WRITTEN EXERCISE:
Give everything in the material below from the line containing "of the gloved" down to the line containing "[(655, 220)]", both ends included, as a JSON list of strings, one string per line and no blank lines.

LISTED ENTRIES:
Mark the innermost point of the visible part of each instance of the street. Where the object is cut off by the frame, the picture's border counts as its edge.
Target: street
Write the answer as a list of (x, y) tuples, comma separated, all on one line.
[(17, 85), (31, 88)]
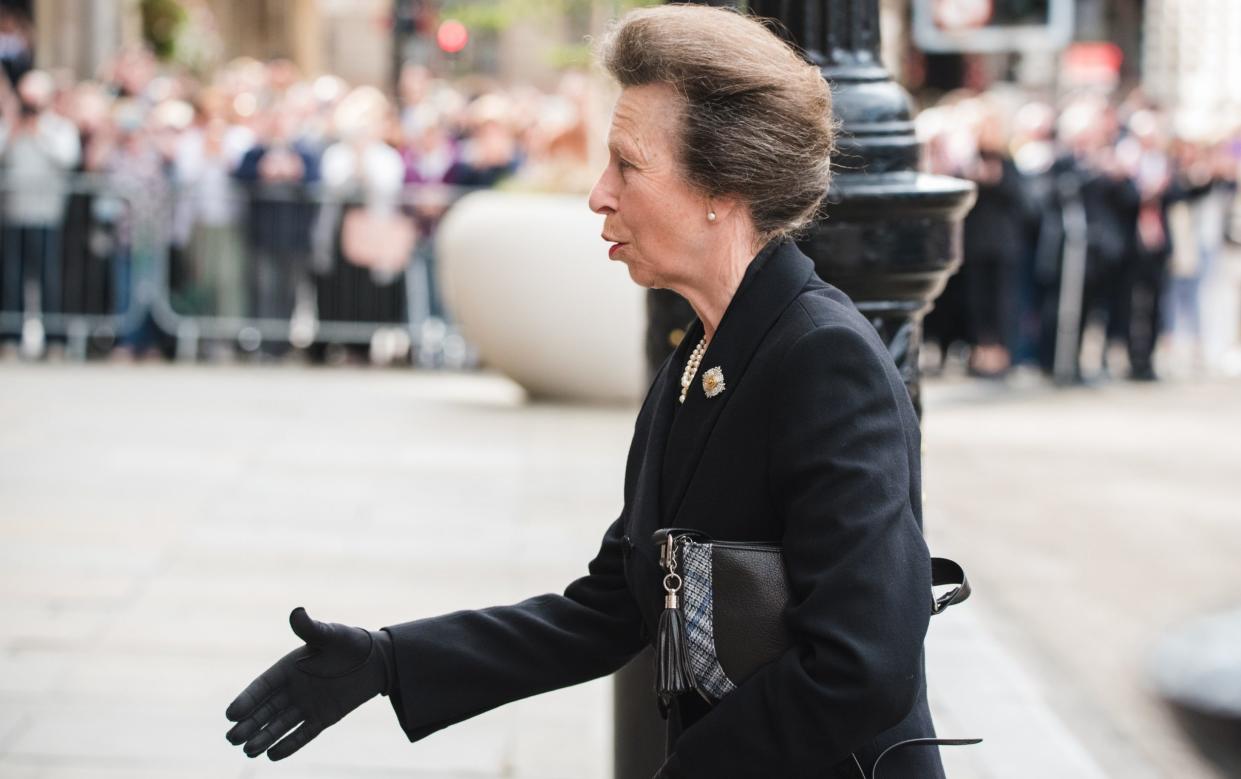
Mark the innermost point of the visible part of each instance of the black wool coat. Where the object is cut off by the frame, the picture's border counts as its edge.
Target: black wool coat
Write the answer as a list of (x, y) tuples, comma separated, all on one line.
[(813, 444)]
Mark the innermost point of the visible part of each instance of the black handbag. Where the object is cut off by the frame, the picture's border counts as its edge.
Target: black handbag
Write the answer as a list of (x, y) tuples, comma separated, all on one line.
[(724, 617)]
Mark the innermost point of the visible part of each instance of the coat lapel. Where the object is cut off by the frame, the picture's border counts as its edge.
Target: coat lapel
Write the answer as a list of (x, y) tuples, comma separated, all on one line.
[(772, 280)]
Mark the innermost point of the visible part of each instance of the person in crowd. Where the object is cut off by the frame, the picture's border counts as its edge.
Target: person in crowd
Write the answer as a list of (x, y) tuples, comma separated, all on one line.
[(489, 151), (139, 206), (277, 173), (1084, 244), (1196, 223), (39, 150), (209, 207), (992, 244), (365, 241), (1151, 175), (16, 44)]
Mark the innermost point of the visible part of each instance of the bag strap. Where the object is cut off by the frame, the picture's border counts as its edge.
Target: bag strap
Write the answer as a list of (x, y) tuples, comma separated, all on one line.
[(913, 742), (945, 571)]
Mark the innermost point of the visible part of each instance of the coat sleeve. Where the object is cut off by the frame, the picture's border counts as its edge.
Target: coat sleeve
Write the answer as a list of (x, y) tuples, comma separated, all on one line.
[(843, 467), (456, 666)]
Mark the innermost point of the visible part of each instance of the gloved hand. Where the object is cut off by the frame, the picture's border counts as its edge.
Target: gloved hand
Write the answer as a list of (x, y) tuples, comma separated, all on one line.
[(339, 669)]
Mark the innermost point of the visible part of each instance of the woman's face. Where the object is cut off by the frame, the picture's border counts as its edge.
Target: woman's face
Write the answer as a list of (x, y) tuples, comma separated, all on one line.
[(655, 220)]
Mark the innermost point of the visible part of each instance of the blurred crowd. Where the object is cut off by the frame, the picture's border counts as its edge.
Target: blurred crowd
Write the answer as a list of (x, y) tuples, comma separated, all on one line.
[(1096, 222), (261, 195), (269, 192)]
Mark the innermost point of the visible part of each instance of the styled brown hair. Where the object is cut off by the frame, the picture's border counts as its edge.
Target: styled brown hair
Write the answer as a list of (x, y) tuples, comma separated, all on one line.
[(757, 117)]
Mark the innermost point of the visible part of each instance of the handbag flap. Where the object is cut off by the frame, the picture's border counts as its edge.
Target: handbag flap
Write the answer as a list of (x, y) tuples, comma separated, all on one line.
[(751, 593)]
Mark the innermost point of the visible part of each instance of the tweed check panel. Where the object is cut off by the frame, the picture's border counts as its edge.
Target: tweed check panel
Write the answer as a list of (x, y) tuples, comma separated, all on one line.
[(700, 633)]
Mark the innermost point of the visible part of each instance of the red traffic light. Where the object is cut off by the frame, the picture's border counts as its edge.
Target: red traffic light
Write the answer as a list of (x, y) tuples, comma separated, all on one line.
[(452, 36)]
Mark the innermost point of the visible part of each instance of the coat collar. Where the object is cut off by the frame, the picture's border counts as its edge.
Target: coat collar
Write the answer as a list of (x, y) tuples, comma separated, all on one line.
[(770, 284)]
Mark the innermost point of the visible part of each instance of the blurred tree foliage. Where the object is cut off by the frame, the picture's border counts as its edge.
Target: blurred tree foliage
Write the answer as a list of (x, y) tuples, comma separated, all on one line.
[(161, 24)]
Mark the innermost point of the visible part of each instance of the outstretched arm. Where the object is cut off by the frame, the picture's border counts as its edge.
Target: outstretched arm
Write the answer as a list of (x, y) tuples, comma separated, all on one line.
[(456, 666), (446, 669)]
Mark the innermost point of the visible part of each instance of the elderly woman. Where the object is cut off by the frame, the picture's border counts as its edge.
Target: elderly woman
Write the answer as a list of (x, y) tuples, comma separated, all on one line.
[(781, 417)]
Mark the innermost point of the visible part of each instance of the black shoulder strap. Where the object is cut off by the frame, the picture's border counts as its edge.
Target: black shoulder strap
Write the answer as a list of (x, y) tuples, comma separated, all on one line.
[(945, 571)]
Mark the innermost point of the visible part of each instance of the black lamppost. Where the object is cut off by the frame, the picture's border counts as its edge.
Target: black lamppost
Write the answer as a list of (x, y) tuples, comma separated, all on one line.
[(891, 237)]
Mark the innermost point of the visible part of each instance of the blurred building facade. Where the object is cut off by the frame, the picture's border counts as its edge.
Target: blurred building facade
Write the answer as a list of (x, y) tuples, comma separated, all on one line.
[(1193, 55), (351, 39)]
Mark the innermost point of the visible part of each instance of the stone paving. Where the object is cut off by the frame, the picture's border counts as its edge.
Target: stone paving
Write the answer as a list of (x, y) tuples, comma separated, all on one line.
[(156, 525)]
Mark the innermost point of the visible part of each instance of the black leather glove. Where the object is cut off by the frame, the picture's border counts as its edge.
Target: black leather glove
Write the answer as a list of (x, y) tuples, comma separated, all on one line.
[(339, 669)]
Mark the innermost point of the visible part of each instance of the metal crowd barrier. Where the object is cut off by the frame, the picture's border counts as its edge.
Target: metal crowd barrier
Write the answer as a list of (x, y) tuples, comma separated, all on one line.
[(264, 268), (66, 254)]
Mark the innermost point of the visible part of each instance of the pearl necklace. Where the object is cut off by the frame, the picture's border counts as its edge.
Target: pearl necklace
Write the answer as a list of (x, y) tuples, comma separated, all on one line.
[(691, 367)]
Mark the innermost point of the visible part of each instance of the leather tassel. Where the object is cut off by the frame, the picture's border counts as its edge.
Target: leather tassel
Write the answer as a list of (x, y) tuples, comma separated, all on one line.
[(673, 672)]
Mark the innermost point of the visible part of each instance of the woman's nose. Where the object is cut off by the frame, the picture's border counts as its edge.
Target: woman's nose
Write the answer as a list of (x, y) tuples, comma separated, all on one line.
[(602, 200)]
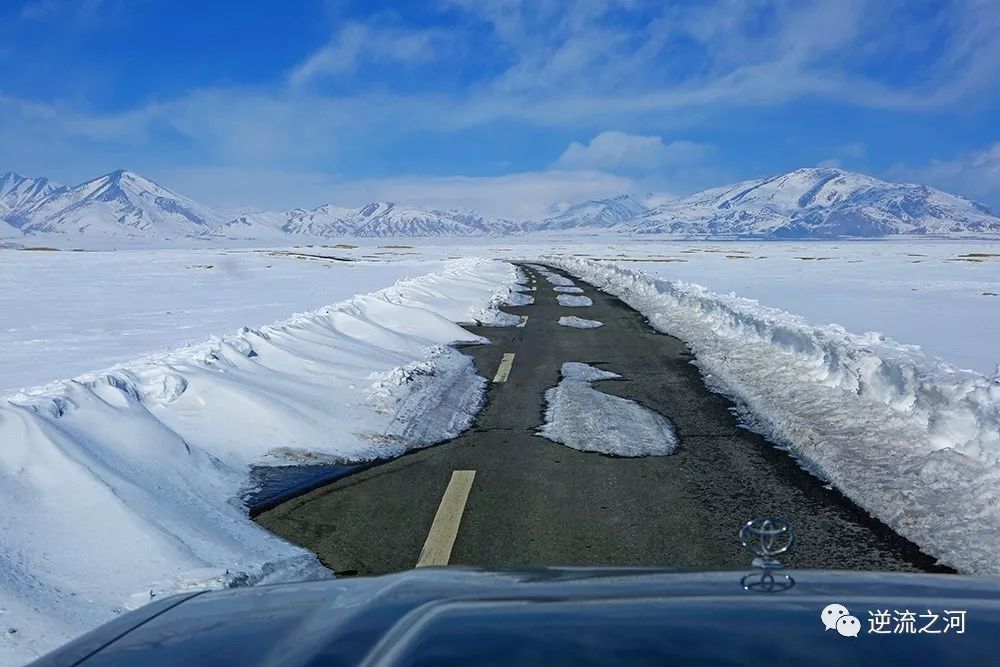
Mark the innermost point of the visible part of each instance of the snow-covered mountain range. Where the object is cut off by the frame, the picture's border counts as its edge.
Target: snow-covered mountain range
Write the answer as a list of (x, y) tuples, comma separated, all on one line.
[(807, 203), (376, 219), (817, 203), (119, 204)]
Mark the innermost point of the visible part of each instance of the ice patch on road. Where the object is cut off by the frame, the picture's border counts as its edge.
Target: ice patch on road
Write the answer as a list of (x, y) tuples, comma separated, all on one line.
[(910, 438), (551, 276), (518, 298), (124, 485), (573, 301), (579, 322), (581, 417)]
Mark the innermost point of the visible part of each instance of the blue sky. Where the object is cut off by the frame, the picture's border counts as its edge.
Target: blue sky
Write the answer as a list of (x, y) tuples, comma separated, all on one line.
[(500, 105)]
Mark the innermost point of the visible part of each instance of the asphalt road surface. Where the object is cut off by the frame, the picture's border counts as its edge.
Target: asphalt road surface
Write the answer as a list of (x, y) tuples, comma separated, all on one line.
[(521, 500)]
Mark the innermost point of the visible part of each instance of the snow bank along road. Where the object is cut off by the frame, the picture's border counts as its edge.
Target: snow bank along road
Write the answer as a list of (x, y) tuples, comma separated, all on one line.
[(501, 495)]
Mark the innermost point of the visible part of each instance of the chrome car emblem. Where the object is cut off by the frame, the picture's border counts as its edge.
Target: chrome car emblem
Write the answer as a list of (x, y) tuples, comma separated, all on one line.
[(767, 538)]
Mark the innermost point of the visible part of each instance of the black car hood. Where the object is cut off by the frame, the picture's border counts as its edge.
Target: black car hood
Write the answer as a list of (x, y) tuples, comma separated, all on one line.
[(440, 616)]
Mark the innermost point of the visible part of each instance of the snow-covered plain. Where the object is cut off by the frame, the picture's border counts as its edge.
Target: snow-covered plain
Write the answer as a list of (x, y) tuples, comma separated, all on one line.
[(124, 485), (581, 417), (66, 313), (905, 435), (913, 440), (942, 296)]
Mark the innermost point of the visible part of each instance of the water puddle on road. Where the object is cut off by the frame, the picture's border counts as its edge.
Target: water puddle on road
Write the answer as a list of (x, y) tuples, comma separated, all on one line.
[(269, 486)]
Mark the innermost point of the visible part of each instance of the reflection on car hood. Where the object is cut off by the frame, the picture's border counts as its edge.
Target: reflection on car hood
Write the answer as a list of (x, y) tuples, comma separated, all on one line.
[(439, 616)]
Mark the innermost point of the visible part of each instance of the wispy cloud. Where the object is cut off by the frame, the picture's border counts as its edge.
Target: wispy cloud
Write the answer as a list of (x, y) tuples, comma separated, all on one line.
[(357, 43), (576, 68), (613, 150)]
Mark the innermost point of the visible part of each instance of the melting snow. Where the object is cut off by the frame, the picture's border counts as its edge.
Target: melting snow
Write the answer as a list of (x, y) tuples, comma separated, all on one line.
[(912, 439), (573, 301), (581, 417), (579, 322)]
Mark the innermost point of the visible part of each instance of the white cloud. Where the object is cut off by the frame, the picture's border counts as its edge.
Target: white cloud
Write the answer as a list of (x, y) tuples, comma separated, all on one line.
[(359, 42), (618, 150), (975, 175)]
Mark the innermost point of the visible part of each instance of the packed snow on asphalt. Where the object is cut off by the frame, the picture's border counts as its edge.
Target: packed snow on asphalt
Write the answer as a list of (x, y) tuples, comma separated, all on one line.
[(579, 322), (579, 416)]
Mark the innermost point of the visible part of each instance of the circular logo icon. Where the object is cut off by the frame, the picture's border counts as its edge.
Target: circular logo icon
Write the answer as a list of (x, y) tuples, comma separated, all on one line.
[(767, 538)]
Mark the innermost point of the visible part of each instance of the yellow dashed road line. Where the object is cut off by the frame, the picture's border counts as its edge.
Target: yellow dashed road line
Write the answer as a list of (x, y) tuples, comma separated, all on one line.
[(444, 529)]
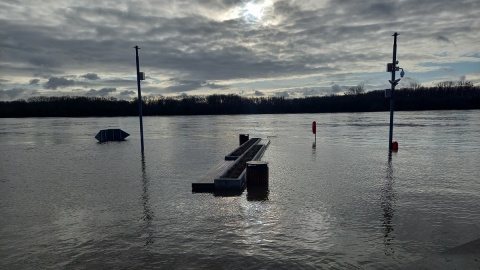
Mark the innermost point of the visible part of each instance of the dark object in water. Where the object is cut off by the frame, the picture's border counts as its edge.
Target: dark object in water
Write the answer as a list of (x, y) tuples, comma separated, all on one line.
[(114, 134)]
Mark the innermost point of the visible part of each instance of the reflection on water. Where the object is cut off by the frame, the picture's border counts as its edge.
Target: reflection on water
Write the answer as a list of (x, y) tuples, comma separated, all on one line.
[(68, 202), (388, 201), (259, 193), (147, 212)]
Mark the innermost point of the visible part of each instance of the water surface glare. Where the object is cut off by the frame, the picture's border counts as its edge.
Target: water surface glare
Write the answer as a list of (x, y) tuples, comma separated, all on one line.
[(68, 202)]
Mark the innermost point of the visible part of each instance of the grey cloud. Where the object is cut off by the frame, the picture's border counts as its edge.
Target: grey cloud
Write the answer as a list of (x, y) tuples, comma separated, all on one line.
[(282, 94), (127, 93), (16, 93), (185, 44), (102, 92), (336, 88), (188, 85), (443, 39), (90, 76), (258, 93), (55, 82), (34, 81)]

CORRECT OUTPUT:
[
  "Mark the innermost point of the visible part of each instance of the gloved hand. Where the object is cut off by the frame, the picture's border counts as its edge.",
  "Target: gloved hand",
  "Write the answer as a list of (x, y) tuples, comma separated, all on one line.",
  "[(339, 669)]",
  "Mark the innermost point of the visible part of each instance of the woman's face. Where the object is cut off by the frame, the picture's border counts as its edge.",
  "Target: woman's face",
  "Write the answer as a list of (x, y) tuples, comma separated, all on one line.",
  "[(655, 220)]"
]